## Set task
Output as a JSON list of strings everything below from the line containing "Detect pink curtain" down to the line containing "left=372, top=17, right=782, bottom=106", both included, with one string per line and blank lines omitted.

## Records for processing
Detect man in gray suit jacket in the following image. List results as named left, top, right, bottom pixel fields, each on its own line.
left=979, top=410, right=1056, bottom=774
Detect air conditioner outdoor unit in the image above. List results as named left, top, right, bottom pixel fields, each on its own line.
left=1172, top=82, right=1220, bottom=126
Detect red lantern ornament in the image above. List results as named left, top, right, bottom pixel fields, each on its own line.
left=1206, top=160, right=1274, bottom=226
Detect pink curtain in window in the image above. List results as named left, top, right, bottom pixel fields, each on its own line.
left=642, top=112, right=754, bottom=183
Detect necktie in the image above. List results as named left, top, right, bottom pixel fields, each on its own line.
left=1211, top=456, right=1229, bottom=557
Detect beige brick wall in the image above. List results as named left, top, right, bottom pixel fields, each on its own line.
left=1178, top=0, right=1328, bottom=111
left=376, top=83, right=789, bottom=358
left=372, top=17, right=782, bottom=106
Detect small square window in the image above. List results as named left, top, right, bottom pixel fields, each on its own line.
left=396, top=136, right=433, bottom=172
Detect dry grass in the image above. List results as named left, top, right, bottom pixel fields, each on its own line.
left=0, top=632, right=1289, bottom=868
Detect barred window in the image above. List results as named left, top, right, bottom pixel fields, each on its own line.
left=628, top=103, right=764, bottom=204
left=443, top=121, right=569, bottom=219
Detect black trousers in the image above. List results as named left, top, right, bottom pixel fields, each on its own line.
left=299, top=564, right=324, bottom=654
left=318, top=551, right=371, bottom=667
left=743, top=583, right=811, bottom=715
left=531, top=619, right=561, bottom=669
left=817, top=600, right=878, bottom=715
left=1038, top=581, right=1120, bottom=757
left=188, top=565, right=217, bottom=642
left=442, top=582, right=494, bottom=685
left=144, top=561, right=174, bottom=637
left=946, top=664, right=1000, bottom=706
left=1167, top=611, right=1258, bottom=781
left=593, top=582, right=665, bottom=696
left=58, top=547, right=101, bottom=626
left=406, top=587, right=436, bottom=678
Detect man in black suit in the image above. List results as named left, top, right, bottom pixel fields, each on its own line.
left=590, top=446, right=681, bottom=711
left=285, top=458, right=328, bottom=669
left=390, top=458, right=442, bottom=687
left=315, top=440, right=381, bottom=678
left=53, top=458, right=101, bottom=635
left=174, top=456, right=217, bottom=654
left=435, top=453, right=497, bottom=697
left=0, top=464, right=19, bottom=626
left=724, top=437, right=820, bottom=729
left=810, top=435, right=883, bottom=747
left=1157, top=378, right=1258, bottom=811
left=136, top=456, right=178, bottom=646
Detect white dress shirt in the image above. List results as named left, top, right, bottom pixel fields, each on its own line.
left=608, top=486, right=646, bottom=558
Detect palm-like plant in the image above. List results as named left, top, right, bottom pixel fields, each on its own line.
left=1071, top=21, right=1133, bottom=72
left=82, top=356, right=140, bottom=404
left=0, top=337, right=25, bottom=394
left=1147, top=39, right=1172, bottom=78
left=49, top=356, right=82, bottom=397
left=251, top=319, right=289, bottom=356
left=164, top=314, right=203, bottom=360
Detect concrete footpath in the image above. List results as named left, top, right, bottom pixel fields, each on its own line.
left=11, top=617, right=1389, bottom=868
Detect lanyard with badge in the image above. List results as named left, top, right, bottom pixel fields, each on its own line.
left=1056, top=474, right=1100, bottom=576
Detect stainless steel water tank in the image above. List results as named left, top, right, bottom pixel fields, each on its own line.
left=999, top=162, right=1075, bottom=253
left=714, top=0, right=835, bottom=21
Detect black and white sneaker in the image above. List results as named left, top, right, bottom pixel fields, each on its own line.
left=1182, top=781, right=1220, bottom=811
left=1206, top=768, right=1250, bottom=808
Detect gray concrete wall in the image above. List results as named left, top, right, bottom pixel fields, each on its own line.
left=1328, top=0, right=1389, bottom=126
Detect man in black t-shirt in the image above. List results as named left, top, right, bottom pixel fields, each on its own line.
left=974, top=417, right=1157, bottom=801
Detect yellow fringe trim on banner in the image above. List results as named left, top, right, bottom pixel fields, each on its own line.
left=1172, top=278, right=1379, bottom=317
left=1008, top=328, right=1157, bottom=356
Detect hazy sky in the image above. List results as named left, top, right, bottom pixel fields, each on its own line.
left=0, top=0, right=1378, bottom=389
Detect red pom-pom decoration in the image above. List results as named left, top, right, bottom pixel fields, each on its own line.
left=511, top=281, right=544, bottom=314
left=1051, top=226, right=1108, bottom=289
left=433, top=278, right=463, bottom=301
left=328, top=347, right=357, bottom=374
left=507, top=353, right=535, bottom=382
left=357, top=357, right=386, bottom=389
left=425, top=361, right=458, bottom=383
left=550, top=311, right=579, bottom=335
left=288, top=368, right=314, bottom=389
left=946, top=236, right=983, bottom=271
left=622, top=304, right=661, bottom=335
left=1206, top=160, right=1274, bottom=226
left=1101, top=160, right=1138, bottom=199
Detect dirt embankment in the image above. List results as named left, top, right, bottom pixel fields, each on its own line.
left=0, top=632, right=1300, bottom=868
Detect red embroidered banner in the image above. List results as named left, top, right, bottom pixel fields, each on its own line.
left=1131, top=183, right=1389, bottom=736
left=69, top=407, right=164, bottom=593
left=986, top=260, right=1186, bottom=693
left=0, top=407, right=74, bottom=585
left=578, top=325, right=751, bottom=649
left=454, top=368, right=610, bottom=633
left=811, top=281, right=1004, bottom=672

* * *

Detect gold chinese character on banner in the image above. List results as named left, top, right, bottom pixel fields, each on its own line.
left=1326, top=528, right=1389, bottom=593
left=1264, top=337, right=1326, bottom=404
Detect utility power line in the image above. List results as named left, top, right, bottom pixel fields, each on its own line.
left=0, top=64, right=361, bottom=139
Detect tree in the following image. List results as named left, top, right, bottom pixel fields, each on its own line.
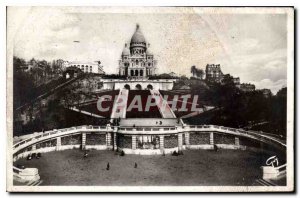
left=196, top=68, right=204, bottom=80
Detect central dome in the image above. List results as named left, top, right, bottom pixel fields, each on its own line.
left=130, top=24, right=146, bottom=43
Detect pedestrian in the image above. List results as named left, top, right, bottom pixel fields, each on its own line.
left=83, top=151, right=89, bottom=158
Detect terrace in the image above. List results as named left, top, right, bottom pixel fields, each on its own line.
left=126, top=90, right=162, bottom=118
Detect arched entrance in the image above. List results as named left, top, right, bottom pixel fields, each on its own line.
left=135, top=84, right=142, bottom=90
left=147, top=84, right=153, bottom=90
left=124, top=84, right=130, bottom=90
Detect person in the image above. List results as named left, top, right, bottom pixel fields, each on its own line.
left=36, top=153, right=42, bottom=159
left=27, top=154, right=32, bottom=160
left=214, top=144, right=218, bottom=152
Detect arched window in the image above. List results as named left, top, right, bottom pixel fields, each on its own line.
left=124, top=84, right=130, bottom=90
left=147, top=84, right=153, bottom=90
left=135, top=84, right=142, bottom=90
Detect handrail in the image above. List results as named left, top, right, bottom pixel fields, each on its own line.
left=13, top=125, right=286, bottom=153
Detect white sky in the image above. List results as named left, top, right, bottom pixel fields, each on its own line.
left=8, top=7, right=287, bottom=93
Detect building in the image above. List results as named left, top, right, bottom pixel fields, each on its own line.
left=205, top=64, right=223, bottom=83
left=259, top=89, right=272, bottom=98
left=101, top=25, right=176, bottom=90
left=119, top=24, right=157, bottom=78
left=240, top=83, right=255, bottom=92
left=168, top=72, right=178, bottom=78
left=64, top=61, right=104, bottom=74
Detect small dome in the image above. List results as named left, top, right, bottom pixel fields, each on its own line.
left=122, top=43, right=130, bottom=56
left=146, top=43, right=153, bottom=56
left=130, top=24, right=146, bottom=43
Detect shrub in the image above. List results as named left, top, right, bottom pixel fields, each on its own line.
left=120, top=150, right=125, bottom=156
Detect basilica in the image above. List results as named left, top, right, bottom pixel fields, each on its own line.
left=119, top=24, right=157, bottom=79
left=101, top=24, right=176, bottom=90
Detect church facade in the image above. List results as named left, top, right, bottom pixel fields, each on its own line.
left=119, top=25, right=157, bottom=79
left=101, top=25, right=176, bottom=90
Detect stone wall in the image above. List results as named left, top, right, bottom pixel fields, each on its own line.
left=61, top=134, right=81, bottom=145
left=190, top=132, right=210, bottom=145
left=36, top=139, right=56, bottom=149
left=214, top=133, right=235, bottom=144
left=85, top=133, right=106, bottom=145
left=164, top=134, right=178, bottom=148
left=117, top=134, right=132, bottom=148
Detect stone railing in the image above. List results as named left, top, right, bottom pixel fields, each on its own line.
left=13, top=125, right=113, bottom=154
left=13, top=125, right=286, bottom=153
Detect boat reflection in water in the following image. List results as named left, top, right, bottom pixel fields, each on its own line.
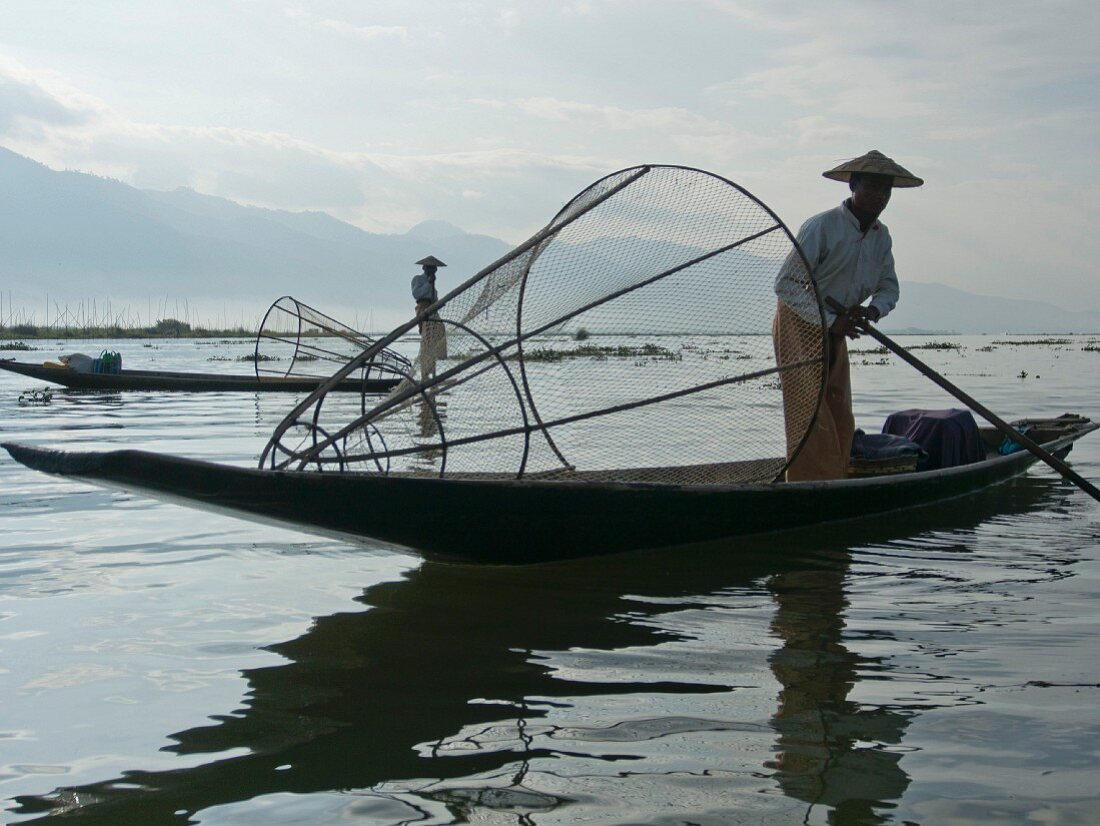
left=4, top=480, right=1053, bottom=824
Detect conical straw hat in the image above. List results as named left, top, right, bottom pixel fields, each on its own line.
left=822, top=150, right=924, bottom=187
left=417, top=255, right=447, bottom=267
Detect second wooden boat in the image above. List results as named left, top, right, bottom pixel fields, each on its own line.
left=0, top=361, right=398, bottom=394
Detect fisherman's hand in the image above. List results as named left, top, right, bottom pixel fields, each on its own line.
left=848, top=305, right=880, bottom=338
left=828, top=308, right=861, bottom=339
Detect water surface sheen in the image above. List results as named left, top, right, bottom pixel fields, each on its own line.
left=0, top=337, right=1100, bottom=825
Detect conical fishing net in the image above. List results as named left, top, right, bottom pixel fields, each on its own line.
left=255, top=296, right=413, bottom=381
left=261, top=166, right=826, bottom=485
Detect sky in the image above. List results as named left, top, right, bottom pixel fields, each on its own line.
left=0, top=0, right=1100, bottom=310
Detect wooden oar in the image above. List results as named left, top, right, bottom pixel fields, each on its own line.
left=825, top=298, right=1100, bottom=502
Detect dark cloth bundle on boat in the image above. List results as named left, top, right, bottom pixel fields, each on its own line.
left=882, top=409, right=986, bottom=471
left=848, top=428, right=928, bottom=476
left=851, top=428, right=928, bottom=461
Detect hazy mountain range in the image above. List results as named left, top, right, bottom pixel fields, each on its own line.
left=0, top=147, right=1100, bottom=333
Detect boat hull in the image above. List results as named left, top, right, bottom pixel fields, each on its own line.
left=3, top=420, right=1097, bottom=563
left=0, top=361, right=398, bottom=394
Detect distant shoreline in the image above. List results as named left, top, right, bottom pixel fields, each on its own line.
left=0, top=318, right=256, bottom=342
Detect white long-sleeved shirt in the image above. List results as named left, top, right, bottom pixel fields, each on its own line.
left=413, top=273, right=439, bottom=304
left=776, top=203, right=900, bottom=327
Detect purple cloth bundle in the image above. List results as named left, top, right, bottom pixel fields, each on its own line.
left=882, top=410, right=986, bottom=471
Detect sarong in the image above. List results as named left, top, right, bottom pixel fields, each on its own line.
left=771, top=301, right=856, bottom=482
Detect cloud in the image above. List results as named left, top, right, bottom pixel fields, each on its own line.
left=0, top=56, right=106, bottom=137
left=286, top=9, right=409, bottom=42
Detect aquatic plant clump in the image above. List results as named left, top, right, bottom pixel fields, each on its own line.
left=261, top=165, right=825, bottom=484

---

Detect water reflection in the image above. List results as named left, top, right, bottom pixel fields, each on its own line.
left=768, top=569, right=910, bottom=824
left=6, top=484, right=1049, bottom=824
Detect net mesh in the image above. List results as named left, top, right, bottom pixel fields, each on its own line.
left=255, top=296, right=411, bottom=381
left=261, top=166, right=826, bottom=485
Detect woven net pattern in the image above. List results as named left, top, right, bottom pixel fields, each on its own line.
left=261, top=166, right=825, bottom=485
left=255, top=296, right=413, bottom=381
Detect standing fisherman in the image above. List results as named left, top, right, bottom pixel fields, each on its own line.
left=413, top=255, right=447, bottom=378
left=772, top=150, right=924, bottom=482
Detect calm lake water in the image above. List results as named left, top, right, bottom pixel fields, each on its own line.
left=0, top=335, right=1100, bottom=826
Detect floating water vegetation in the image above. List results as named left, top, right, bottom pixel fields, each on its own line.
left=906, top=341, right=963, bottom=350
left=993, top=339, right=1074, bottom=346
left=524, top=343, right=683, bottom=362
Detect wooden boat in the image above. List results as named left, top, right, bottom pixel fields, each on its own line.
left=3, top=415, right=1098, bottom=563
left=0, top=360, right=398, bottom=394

## Output for this task
[
  "Detect pink curtain in window in the image above. List results as named left, top, right, bottom pixel fields, each on its own line.",
  "left=642, top=112, right=754, bottom=183",
  "Detect necktie in the image above. List results as named left, top, right, bottom pixel fields, each on its own line.",
  "left=1211, top=456, right=1229, bottom=557",
  "Detect beige brick wall in the image above. List results as named left, top, right, bottom pixel fields, each on its own line.",
  "left=1178, top=0, right=1328, bottom=111",
  "left=376, top=83, right=789, bottom=358",
  "left=372, top=17, right=782, bottom=106"
]